(Dataset records)
-- start --

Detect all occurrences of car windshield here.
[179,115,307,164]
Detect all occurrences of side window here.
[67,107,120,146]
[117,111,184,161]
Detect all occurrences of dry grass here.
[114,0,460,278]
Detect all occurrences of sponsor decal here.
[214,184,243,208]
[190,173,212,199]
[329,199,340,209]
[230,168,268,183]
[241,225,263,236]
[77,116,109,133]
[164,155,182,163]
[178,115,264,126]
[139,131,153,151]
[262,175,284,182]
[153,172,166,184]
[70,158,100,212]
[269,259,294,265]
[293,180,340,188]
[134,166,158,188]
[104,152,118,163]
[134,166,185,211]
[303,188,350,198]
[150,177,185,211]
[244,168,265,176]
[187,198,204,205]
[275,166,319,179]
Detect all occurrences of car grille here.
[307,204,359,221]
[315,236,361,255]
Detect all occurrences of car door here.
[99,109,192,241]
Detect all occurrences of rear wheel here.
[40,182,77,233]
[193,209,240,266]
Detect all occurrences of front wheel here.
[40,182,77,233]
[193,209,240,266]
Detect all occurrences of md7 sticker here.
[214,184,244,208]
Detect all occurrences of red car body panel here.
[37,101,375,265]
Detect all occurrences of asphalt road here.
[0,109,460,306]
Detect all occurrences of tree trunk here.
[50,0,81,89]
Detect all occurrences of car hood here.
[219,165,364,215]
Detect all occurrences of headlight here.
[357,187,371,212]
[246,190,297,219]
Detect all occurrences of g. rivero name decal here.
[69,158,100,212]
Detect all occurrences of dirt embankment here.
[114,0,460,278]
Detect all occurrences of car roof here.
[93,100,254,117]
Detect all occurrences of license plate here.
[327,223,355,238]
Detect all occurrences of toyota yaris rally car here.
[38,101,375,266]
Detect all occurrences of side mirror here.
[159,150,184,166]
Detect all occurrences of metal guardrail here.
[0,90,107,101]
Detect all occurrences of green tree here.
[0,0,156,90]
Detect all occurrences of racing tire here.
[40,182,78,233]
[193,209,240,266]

-- end --

# Work instructions:
Copy out every one of the entries above word for word, keeping each line as it stands.

# Finished exercise:
Detect all occurrences of car windshield here.
[179,115,307,164]
Detect all occurrences of side window here.
[67,107,120,146]
[117,111,184,161]
Detect all occurrences of dry grass here.
[114,0,460,278]
Detect all occurrences of sponsor decal here.
[214,184,243,208]
[190,173,212,199]
[329,199,340,209]
[230,168,268,183]
[241,225,263,236]
[77,116,109,133]
[164,155,182,163]
[178,115,264,126]
[139,131,153,151]
[262,175,284,182]
[153,172,166,184]
[70,158,100,212]
[269,259,294,265]
[293,180,340,188]
[134,166,158,188]
[104,152,118,163]
[134,166,185,211]
[303,188,350,198]
[150,177,185,211]
[244,168,265,176]
[187,198,204,205]
[275,166,319,179]
Detect all occurrences of car grille here.
[307,204,359,221]
[315,236,361,255]
Detect all occurrences of car door here.
[99,109,192,241]
Detect all occurrences of rear wheel here.
[40,182,77,233]
[193,209,240,266]
Detect all occurrences of front wheel here.
[40,182,77,233]
[193,209,240,266]
Detect all occurrences of md7 sticker here.
[214,184,244,208]
Detect all occurrences of red car body panel here.
[37,101,375,265]
Detect all occurrences of asphalt road here.
[0,109,460,306]
Detect all occurrences of tree trunk here.
[50,0,81,89]
Detect all occurrences of car hood here.
[219,165,364,215]
Detect all occurrences of headlight here.
[357,187,371,212]
[246,190,297,219]
Detect all occurrences of g. rivero name decal here.
[69,158,100,212]
Detect all occurrences of dirt embankment here.
[114,0,460,278]
Detect all occurrences of car roof here.
[93,100,254,117]
Detect all occurrences of license plate here.
[327,223,355,238]
Detect all occurrences of toyota yaris rally car here.
[38,101,375,266]
Detect all occurrences of side mirror here.
[159,150,184,166]
Detect all occurrences of metal guardrail here.
[0,90,107,101]
Detect all occurrences of green tree here.
[0,0,156,90]
Detect all occurrences of racing tire here.
[40,182,78,233]
[193,209,240,266]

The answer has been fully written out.